What to do:
List each line in the data below that contains the string "negative".

Dataset entries:
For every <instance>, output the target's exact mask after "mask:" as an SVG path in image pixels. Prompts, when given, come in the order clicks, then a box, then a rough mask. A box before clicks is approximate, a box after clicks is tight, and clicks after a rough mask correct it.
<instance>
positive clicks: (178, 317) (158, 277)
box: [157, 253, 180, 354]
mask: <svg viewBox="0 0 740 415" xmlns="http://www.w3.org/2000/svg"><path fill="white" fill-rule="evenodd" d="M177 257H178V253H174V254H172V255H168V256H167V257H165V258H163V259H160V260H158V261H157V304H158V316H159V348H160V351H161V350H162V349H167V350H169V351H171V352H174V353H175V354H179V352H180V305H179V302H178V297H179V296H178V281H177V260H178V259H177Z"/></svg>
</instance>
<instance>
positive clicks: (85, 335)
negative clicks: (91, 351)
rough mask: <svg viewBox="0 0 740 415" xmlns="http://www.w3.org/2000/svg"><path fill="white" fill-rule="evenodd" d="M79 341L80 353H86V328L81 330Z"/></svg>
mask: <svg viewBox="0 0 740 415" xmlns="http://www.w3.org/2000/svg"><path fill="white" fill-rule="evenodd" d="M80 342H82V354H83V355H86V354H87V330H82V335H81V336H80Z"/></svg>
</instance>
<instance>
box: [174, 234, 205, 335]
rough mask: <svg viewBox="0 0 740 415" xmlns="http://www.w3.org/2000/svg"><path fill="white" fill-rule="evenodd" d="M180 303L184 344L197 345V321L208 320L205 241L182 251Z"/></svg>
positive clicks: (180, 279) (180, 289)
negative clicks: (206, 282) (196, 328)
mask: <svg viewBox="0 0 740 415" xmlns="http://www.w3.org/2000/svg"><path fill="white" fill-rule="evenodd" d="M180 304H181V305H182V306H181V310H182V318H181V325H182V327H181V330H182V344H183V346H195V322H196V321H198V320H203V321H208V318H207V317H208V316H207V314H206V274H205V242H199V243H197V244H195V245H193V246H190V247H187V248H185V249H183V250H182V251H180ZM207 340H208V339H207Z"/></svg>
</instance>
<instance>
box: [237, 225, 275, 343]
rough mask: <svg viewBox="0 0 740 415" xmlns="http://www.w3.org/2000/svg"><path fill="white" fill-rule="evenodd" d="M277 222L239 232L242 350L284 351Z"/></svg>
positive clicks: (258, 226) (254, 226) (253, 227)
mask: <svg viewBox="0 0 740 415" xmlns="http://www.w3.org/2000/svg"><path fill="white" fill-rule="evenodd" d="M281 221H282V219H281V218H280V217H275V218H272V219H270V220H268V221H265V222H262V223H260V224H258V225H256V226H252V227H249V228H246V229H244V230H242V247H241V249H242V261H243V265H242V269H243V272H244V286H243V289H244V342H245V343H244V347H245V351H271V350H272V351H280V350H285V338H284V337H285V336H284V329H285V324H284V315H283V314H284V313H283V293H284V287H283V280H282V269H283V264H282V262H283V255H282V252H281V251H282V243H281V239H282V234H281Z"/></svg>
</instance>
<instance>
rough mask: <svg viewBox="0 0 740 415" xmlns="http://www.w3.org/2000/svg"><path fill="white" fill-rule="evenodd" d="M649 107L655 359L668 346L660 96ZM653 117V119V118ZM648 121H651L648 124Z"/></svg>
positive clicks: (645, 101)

Exercise solution:
negative clicks: (91, 351)
negative clicks: (206, 282) (196, 328)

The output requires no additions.